(Extract Opens)

Monday 26 September 2011

Not taking my own advice.

I have been honing my collection into a shorter pamphlet so I can enter some upcoming competitions. In editing all of the poems I think are worthy I have realised a truth: though my collection is called How to speak to your mother, I am yet to write a poem that does.

The more I think about it, the more of an oversight this seems. How did I not notice this before?

Tuesday 12 July 2011

Pegasuses, and taking flight.

I feel a poetry reboot coming along. Pegasuses have been plaguing my mind... and I feel the need for a load more work and a load more poems to send out and a general increase in poetic energy. And poetic focus.

All this, and I am still in training, with my first race (10K) on Sunday. It turns out, too, that I am not the only poet doing the Great North Run this year! (Not that I thought I was, but it's nice to find some other self-identified poet-types also taking on the physical task). Kate Fox, Sheree Mack and Scott Tyrell are all running, too, and probably much faster than me. I sense a most poetical exertion, and wonder how many other writers will be in the midst, without even realising that they are not alone!

Monday 20 June 2011

Running, running.

I'm doing two runs this summer, then, it turns out. The Great North 10K and the Great North Run. Yikes.

Having just spent a Friday at the Great North Swim witnessing C complete a 2 mile open water slog in lake Windermere, I am actually looking forward to the sheer event of a 'Great North [something]' and being involved in the collective effort. I am very nervous, though, about both - but especially the half marathon. The furthest I've run so far is about 11K, and I need to at least double that distance in three months. And in my barefoot running shoes, which my poor achey foot bones are still adjusting to, really. Cripes.

Does anyone have any tips for avoiding blood blisters on the bottoms of toes?

Anyway, in the meantime, I'd really appreciate if you'd sponsor my efforts. I know running two may seem a bit greedy, but they are for two very good and deserving causes, quite apart from my suffering feet: Scope (for all the times, as a kid, I used the horrendous words 'spaz' or 'spacker' as an insult, without realising where they came from) and the Alzheimer's Society (because so many people are affected by this ravaging disease - and I loved the recent drama Exile). Perhaps you could split the usual amount you'd sponsor between the two? Every penny counts.

(Extract Closes)

Tasks to carry out:
1. Answer these questions from the blog entries:
(a) What is the title of the writer's poetry collection?
(b) What distance is the writer's first race?
(c) About how far is the furthest the writer has run so far?
2. Retype the passage of the blog entries that begins with the words "Pegasuses, and taking" and ends with "Running, running.".

(Given entries Opens)

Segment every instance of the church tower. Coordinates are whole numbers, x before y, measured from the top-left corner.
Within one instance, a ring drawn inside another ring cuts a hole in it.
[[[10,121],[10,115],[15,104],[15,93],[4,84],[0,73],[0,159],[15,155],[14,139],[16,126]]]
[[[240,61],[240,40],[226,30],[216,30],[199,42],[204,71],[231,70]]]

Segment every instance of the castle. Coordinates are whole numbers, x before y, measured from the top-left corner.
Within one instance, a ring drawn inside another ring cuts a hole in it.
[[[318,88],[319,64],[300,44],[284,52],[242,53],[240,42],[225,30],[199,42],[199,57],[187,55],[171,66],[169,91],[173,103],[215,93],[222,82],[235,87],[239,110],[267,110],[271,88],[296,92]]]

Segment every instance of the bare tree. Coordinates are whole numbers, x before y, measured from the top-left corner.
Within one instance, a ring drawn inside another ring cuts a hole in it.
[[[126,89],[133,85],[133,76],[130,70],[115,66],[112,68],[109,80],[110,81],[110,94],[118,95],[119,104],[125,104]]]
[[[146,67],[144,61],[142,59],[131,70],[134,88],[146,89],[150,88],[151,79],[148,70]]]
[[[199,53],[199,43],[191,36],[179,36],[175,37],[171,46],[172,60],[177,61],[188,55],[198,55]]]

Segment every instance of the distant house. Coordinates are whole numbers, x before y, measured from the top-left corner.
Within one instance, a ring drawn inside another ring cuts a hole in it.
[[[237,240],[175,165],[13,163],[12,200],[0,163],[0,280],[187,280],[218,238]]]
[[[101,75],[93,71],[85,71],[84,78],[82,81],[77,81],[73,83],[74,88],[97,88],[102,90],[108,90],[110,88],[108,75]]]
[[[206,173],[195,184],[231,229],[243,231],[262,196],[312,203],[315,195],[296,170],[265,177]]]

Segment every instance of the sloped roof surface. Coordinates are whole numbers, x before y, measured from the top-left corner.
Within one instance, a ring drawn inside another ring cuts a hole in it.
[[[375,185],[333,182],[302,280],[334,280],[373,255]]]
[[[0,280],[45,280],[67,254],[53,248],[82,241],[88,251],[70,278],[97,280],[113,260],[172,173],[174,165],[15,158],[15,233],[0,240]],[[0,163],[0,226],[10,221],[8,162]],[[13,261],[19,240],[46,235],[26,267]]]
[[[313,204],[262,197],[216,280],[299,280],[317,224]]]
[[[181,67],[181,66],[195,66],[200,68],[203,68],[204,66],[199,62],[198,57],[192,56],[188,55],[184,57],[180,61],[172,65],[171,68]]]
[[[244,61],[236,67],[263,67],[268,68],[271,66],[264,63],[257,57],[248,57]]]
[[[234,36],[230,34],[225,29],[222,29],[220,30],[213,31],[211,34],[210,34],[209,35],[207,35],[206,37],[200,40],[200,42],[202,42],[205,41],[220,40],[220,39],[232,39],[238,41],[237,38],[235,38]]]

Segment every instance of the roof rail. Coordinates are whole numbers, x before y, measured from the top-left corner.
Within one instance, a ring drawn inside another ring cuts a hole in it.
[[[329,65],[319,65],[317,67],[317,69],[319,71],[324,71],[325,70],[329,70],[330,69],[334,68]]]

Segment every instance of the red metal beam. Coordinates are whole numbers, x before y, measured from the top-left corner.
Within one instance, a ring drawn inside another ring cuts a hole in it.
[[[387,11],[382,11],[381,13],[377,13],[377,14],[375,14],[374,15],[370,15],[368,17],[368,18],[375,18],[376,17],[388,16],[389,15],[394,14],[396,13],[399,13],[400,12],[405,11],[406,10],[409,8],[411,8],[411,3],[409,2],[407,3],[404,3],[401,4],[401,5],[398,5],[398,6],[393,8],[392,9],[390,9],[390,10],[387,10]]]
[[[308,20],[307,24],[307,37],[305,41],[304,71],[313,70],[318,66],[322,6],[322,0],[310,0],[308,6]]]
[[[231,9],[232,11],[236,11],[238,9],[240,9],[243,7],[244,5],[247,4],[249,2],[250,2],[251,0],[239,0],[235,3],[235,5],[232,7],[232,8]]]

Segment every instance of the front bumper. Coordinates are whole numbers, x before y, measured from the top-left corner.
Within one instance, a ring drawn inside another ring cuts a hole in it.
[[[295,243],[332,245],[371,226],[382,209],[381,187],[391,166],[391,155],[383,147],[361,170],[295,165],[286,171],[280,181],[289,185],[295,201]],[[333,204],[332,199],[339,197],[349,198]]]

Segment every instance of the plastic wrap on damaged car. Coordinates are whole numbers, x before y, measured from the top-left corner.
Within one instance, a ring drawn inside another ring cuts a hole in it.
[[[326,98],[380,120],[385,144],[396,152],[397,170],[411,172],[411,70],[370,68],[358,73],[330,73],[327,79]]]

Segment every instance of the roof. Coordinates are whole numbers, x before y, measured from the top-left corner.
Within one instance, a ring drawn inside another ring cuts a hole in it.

(Given entries Closes)

Problem solutions:
1.
(a) How to speak to your mother
(b) 10K
(c) About 11K

2.
Pegasuses, and taking flight.

I feel a poetry reboot coming along. Pegasuses have been plaguing my mind... and I feel the need for a load more work and a load more poems to send out and a general increase in poetic energy. And poetic focus.

All this, and I am still in training, with my first race (10K) on Sunday. It turns out, too, that I am not the only poet doing the Great North Run this year! (Not that I thought I was, but it's nice to find some other self-identified poet-types also taking on the physical task). Kate Fox, Sheree Mack and Scott Tyrell are all running, too, and probably much faster than me. I sense a most poetical exertion, and wonder how many other writers will be in the midst, without even realising that they are not alone!

Monday 20 June 2011

Running, running.